- WAS BENÖTIGT WIRD
Können Sie den Bericht über die Braunschweiger Herzklappenbank im Anschluss an seinen letzten Satz fortsetzen?

- AUFGABENTEXT
Braunschweig. Ende 2015 nahm das Städtische Klinikum Braunschweig als fünftes Zentrum deutschlandweit seine Herzklappenbank in Betrieb. "In Braunschweig bieten wir die erste Herzklappenbank an einer nicht-universitären Einrichtung an", freut sich Geschäftsführer Dr. Andreas Goepfert über die erste Herzklappenbank in Niedersachsen.
Chefarzt Dr. Henk Garritsen blickt auf einen umfangreichen Genehmigungsprozess zurück "Die Herstellungserlaubnis zur Aufbereitung menschlicher Herzklappen erteilte das Gewerbeaufsichtsamt nach aufwendigen Überprüfungen und entsprechend den Vorgaben des Gewebegesetzes." Der Leiter des Institutes für Klinische Transfusionsmedizin darf nun mit seinem Team menschliche Herzklappen und Gefäße aufbereiten.
Die kardiovaskuläre Gewebebank Braunschweig wird in enger Kooperation mit der Klinik für Herz-, Thorax- und Gefäßchirurgie (Chefarzt Privatdozent Dr. Wolfgang Harringer) vor Ort und der Deutschen Gesellschaft für Gewebetransplantation (DGFG) betrieben. "Unser Ziel ist die qualitätsgesicherte, transparente und kostengünstige Bereitstellung von Herzklappen und Gefäßen, um die vielen wartenden Patienten in Braunschweig und der Region noch besser mit Herzklappen versorgen zu können" freut sich der Ärztliche Direktor Dr. Thomas Bartkiewicz über den Start der Herzklappenbank.

(Lokalisierungsdaten mit einem Punkt pro Instanz)
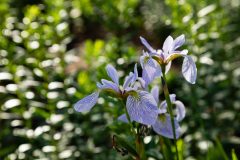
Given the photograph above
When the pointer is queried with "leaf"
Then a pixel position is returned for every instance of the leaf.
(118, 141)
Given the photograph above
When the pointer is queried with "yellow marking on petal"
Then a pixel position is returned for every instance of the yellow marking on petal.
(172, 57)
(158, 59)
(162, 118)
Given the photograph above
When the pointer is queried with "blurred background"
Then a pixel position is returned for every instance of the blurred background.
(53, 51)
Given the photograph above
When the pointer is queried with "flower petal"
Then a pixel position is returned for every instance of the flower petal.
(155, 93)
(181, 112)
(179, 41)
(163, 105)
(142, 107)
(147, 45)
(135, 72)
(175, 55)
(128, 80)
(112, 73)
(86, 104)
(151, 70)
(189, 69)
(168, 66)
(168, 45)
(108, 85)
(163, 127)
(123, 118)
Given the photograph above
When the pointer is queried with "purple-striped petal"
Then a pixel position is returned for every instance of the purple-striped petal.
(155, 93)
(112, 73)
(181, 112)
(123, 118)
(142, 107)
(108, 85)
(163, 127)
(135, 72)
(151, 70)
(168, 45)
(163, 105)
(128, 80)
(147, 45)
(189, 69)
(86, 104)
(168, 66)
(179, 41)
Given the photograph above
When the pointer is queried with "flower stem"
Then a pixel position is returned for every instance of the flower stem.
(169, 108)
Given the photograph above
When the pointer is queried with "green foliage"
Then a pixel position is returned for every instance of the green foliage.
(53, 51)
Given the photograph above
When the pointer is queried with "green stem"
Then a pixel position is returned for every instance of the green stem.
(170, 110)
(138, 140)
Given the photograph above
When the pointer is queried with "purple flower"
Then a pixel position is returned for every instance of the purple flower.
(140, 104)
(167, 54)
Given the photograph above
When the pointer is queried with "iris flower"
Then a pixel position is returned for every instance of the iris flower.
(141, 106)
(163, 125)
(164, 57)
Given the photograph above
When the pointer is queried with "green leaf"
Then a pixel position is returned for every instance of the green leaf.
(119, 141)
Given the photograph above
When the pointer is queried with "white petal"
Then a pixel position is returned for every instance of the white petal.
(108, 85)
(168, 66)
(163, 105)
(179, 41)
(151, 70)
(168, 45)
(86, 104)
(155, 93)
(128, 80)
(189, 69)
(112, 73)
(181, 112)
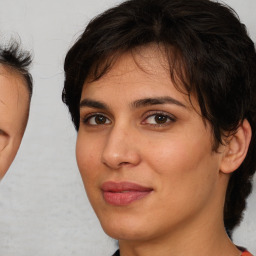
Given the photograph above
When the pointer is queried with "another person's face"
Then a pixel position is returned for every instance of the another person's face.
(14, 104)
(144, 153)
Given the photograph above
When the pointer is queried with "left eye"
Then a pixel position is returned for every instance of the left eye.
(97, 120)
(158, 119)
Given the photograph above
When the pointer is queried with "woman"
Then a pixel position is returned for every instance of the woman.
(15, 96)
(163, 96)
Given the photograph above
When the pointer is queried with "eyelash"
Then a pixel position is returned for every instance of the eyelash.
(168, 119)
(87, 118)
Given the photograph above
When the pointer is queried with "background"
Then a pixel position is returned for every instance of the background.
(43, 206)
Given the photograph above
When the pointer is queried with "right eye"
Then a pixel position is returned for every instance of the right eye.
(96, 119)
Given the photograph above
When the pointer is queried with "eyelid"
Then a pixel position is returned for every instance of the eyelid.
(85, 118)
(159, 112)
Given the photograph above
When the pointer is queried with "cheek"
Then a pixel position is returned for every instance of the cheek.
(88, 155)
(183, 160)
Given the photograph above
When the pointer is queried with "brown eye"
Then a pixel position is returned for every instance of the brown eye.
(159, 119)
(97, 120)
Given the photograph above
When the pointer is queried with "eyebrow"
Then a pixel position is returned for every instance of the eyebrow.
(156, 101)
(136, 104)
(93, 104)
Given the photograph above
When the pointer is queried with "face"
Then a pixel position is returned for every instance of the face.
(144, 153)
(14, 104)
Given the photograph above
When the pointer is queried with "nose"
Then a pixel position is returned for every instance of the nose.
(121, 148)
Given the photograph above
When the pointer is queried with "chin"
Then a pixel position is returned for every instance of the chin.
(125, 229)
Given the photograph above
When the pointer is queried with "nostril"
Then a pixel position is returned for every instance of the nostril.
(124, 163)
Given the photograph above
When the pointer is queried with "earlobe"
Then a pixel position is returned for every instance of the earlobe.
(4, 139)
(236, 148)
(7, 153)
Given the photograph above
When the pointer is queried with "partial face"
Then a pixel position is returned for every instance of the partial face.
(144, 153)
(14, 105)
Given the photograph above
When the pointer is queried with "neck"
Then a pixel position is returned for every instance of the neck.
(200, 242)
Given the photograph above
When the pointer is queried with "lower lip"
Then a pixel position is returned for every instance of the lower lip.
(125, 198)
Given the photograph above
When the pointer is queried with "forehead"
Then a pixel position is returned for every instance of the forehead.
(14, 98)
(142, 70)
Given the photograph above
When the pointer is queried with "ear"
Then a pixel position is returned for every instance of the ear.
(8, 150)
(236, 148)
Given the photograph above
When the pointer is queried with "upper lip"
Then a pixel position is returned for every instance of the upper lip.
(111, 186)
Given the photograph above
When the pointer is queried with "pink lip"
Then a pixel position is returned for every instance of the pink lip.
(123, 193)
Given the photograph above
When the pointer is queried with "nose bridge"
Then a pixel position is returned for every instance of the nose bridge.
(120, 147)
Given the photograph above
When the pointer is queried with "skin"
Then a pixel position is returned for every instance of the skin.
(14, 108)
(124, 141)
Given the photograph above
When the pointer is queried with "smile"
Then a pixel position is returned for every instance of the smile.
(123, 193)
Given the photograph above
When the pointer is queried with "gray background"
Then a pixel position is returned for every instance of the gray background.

- AUSGABE ZUR AUFGABE
Menschliche Herzklappen sind sehr elastisch und widerstandsfähig. Sie können auch dort eingenäht werden, wo bereits Gewebe um die vorhandenen defekten Herzklappen zerstört ist", erklärt PD Dr. Wolfgang Harringer. Die Patienten der Braunschweiger Herzchirurgie profitieren von der Herzklappenbank vor Ort, weil Herzklappen und Gefäßtransplantate direkt im Haus schneller verfügbar sind. Ende November 2015 erhielt die Gewebebank die Herstellungserlaubnis für die Herstellung von Herzklappen und Blutgefäßen, nach den §§20 b und 20 c Arzneimittelgesetz (AMG). Organe retten Leben, Gewebe machen das Leben wieder lebenswert. Dies ist stark vereinfacht die Erklärung, warum jährlich rund 3500 Organe, aber Zehntausende von Gewebespenden für kranke oder verletzte Menschen transplantiert werden. "Wir dürfen nicht vergessen, dass jedes Transplantat ein Mensch gespendet hat", sagt Martin Börgel, Geschäftsführer der gemeinnützigen DGFG. Jedes Gewebe sei rechtlich ein Arzneimittel, menschlich ein Geschenk ans Leben. Der Bedarf an Herzklappen und Blutgefäßen wird in Deutschland auf je rund 500 Präparate pro Jahr geschätzt. Menschliche Herzklappen weisen gegenüber künstlichen Prothesen große Vorteile auf. Notwendig wird eine Transplantation bei Herzklappenerkrankungen. Die Hauptindikation einer Transplantation von Herzklappen bzw. Blutgefäßen ist der Ersatz infizierter Kunststoffprothesen im Bereich der Aorta und der großen Körperarterien. Diese Transplantationen sind oft Notfall-Operationen und retten das Leben der Patienten. Als Spender kommen Verstorbene in Frage, deren Zustimmung vorliegt, deren komplettes Herz aber zur Transplantation nicht geeignet ist. Da aber die Organspenden zurückgehen, schrumpfen auch die Spenderzahlen bei den Herzklappen. Eine zweite große Spendergruppe sind Transplantationspatienten, deren Herz entnommen und gegen ein gesundes Herz getauscht wurde. Bei den entnommenen Herzen sind die Herzklappen im Gegensatz zum Herzmuskel oft noch völlig funktionstüchtig. Die Versorgung mit Gewebetransplantaten erfolgt EU weit.
Das Verfahren
Die Herzklappen aus Spenderherzen und Blutgefäße werden unter sterilen Reinraumbedingungen mit ständiger Partikel- und Keimüberwachung präpariert. Die Klappen werden 24 Stunden in Antibiotika gelagert und anschließend computergesteuert in einer Gefrierlösung linear auf minus 90 Grad Celsius gekühlt. Nach 90 Minuten werden die Präparate bei ca. minus 140 Grad Celsius in der Gasphase über flüssigem Stickstoff gelagert. In diesem Milieu sind sie fünf Jahre haltbar.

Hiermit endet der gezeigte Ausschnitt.